> _Work to be completed_:
Reproduce all of the material below word for word, omitting the pictures.

>> begin Information shown

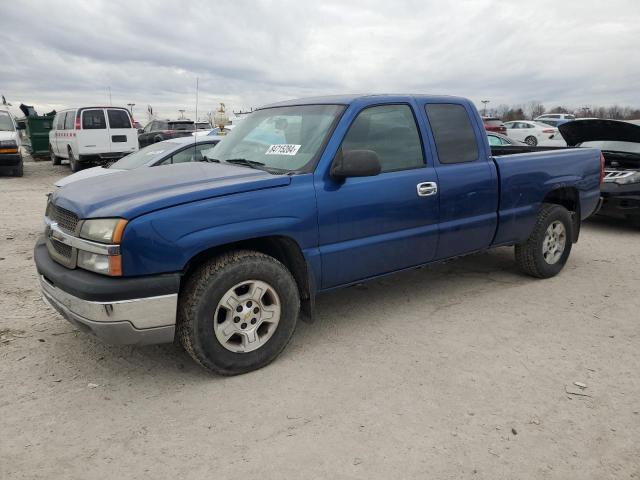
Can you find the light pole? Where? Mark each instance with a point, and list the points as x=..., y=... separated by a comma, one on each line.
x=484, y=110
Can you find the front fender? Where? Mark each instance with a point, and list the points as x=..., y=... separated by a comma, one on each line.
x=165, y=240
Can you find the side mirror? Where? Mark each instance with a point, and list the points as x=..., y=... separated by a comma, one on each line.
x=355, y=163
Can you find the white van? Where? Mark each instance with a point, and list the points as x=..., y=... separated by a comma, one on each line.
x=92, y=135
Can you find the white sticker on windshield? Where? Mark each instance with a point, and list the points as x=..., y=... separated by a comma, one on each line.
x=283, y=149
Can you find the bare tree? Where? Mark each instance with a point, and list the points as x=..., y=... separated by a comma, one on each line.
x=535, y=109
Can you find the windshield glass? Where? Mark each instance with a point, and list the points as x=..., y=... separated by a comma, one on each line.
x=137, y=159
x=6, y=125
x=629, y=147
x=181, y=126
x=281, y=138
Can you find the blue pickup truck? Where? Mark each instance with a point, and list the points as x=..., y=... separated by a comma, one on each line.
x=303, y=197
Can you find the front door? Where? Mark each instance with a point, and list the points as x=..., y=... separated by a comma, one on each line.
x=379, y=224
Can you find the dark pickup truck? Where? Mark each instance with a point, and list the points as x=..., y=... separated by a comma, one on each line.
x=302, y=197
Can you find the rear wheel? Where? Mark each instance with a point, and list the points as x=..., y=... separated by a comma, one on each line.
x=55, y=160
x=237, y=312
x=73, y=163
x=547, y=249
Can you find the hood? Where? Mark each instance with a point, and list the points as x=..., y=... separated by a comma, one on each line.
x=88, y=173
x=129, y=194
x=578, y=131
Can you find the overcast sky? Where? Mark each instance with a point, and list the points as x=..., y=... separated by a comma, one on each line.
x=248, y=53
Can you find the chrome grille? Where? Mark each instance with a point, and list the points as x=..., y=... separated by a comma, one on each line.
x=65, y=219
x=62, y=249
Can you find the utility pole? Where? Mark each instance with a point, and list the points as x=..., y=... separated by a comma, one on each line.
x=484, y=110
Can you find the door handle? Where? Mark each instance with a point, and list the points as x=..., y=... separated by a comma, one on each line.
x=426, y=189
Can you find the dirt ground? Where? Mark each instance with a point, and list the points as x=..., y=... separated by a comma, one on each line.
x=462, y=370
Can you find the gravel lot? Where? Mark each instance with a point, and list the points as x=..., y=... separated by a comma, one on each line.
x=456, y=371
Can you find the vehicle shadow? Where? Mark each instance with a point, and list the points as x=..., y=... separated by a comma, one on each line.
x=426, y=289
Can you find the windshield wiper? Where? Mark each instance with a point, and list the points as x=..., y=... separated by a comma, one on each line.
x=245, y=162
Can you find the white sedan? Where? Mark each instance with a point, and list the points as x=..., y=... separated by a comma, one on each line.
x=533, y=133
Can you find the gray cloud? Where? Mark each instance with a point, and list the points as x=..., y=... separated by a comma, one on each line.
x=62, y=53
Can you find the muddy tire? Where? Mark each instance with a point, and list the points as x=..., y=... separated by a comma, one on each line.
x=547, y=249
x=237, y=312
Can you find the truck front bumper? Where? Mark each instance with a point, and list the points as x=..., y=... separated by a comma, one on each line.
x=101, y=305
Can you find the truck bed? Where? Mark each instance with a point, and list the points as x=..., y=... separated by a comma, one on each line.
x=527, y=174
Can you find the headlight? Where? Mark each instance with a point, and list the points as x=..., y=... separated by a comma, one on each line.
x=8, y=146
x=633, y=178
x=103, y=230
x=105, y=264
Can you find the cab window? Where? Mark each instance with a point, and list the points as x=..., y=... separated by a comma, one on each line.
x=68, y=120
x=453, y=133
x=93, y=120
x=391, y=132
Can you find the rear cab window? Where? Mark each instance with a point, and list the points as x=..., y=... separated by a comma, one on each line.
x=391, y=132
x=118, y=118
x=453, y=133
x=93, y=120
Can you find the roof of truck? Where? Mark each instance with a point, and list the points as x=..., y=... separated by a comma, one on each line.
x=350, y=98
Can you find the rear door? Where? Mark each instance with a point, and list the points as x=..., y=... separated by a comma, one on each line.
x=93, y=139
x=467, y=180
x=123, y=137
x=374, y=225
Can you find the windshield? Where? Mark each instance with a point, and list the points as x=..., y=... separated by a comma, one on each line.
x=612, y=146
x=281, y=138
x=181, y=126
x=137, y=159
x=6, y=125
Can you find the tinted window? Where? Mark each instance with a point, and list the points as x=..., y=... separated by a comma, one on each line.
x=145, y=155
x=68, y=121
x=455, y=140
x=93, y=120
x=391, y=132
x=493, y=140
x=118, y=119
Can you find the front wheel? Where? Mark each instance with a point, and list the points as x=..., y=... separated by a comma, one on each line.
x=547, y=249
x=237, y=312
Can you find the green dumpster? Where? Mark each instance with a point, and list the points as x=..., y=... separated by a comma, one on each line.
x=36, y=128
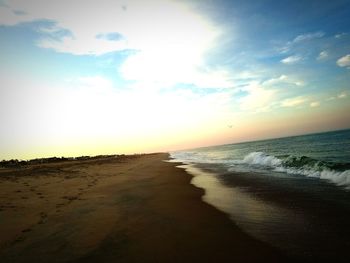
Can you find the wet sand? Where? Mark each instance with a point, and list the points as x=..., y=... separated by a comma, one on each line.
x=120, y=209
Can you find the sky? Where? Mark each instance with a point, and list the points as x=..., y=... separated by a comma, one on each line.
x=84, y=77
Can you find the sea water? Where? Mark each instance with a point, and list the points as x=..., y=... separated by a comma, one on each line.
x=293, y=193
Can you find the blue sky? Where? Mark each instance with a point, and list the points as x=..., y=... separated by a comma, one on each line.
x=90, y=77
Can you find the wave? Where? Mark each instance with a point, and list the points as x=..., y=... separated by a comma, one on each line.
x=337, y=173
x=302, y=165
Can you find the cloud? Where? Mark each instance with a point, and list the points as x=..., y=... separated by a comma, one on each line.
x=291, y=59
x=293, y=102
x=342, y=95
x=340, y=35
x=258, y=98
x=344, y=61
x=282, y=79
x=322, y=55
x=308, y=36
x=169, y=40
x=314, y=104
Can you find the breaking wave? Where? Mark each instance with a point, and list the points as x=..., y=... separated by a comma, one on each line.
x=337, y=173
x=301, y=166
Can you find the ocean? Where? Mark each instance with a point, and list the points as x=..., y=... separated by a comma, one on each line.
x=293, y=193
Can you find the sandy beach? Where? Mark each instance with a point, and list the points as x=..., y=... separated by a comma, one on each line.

>> end Information shown

> _Output_:
Can you find the light pole? Where? Mark each instance with a point, and list the points as x=..., y=... separated by a comma, one on each line.
x=484, y=110
Can you find the front fender? Where? Mark each instance with a point, and list the points as x=..., y=... separated by a comma, one on each line.
x=165, y=240
Can you find the side mirror? Where? Mark each instance with a point, and list the points as x=..., y=... separated by a comma, one on each line.
x=355, y=163
Can you find the white van? Where? Mark each instance with a point, and list the points as x=..., y=... separated by a comma, one on each line.
x=92, y=135
Can you find the white sticker on windshield? Where? Mark each instance with a point, and list the points as x=..., y=... separated by a comma, one on each line.
x=283, y=149
Can you find the bare tree? Where? Mark each instance with a point, and list the points as x=..., y=... separated by a comma, one on each line.
x=535, y=109
Can you find the windshield glass? Where? Mark each instance with a point, and list the points as x=..., y=... separated by a comma, one on each line.
x=137, y=159
x=6, y=125
x=629, y=147
x=181, y=126
x=281, y=138
Can you find the blue pickup truck? Where? Mark each instance with a point, and list the points as x=..., y=... separated by a comma, one on each line.
x=303, y=197
Can you find the front door? Where? Mark each instance with a point, and list the points as x=..., y=... separated by a comma, one on each line.
x=379, y=224
Can you find the dark pickup truck? Where? Mark each instance with a point, and list the points as x=..., y=... separated by a comma, one on each line.
x=302, y=197
Can you find the rear wheel? Where? Mark each instance with a point, and list the points as x=..., y=... separated by a comma, one on each line.
x=55, y=160
x=237, y=312
x=73, y=163
x=547, y=249
Can you find the hood? Where? Mark each instance with a point, and list the points as x=..., y=... separated by a comma, one on each line.
x=88, y=173
x=129, y=194
x=578, y=131
Can you find the overcast sky? Where? Mark each instance with a point, and list the points as x=..., y=... separated by a comma, one on each line.
x=248, y=53
Can you find the chrome grille? Where? Mark each instance with a point, and list the points as x=..., y=... separated by a comma, one on each line.
x=65, y=219
x=62, y=249
Can you find the utility pole? Where? Mark each instance with a point, and list the points as x=..., y=... separated by a comma, one on each line.
x=484, y=110
Can you find the door handle? Where? Mark each instance with a point, and list the points as x=..., y=... separated by a comma, one on each line.
x=426, y=189
Can you find the dirt ground? Where? Mark each instance with a point, and list the points as x=..., y=... separated by a comma, one on each line.
x=462, y=370
Can you find the gravel lot? Where? Mark each instance with a point, and list the points as x=..., y=... separated by a comma, one on each line.
x=456, y=371
Can you find the vehicle shadow? Where? Mark each instance with a point, and list the points as x=..., y=... separated by a comma, one on each line.
x=426, y=289
Can you find the windshield wiper? Where? Mark each instance with a point, and list the points as x=..., y=... separated by a comma, one on each line.
x=245, y=162
Can you find the white sedan? Where? Mark each instance with a point, and list the points as x=..., y=... separated by a comma, one on each line.
x=533, y=133
Can you find the gray cloud? Where? Mark each instance with a point, and list the points as x=..., y=... separated by a comma, one on each line.
x=62, y=53
Can you find the muddy tire? Where? Mark each instance with a point, and list the points as x=..., y=... separated by a comma, one on each line.
x=547, y=249
x=237, y=312
Can you find the truck front bumper? Where? Mark each instance with a point, and list the points as x=..., y=... separated by a comma, one on each line.
x=101, y=305
Can you find the truck bed? Where? Mark each instance with a point, and list the points as x=..., y=... separated by a comma, one on each line.
x=527, y=174
Can you find the headlight? Where? Mark each instance with a point, and list the points as x=..., y=... separated by a comma, one on each line.
x=8, y=146
x=633, y=178
x=103, y=230
x=105, y=264
Can you find the cab window? Where? Mark each instance with a point, and list the points as x=..., y=... separated by a comma, one on each line.
x=68, y=120
x=453, y=133
x=93, y=120
x=391, y=132
Can you find the rear cab window? Where? Mark each instance with a point, and list the points as x=..., y=... separated by a comma, one on each line.
x=391, y=132
x=118, y=118
x=453, y=133
x=93, y=120
Can you find the roof of truck? Where? Mark each instance with a point, and list the points as x=..., y=... separated by a comma, one on each line.
x=350, y=98
Can you find the rear door? Where? Mark each instance with a point, and list the points as x=..., y=... separated by a comma, one on each line.
x=93, y=139
x=467, y=180
x=123, y=137
x=374, y=225
Can you find the windshield? Where? Mark each instance with a point, and list the points as x=..., y=... separated by a comma, one on each line.
x=612, y=146
x=281, y=138
x=181, y=126
x=137, y=159
x=6, y=125
Can you find the tinted window? Where? Mark each instance with a point, and list the points as x=..., y=... separated by a comma, one on each line.
x=145, y=155
x=68, y=121
x=455, y=140
x=93, y=120
x=391, y=132
x=493, y=140
x=118, y=119
Can you find the front wheel? Where? Mark each instance with a point, and list the points as x=..., y=... separated by a comma, one on each line.
x=547, y=249
x=237, y=312
Can you find the green dumpster? Where? Mark each instance with a point, and list the points as x=..., y=... separated by a comma, one on each line.
x=36, y=128
Can you find the wet sand? Where? Mark each instance with a point, and list the points as x=..., y=... separated by a comma, one on each line.
x=120, y=209
Can you find the sky? Where? Mark each instance with a point, and list the points as x=..., y=... separated by a comma, one on each line.
x=84, y=77
Can you find the sea water? Where? Mark each instance with a point, and list the points as x=..., y=... separated by a comma, one on each line.
x=293, y=193
Can you find the blue sky? Where? Mark each instance with a point, and list the points as x=..., y=... separated by a comma, one on each line.
x=90, y=77
Can you find the wave? Where? Mark each instance with a point, and list the points as x=..., y=... separated by a comma, one on each line.
x=337, y=173
x=302, y=165
Can you find the cloud? Where? Mark each instance with a point, and list the points as x=..., y=... separated by a comma, one on each line.
x=291, y=59
x=293, y=102
x=342, y=95
x=340, y=35
x=258, y=98
x=344, y=61
x=282, y=79
x=322, y=55
x=308, y=36
x=169, y=40
x=314, y=104
Can you find the breaking wave? Where? Mark each instance with a point, and list the points as x=..., y=... separated by a comma, one on each line.
x=337, y=173
x=301, y=166
Can you find the ocean? Where? Mark each instance with a point, and list the points as x=..., y=... separated by a comma, one on each line.
x=293, y=193
Can you find the sandy beach? Where? Mark each instance with a point, and list the points as x=..., y=... separated by a comma, one on each line.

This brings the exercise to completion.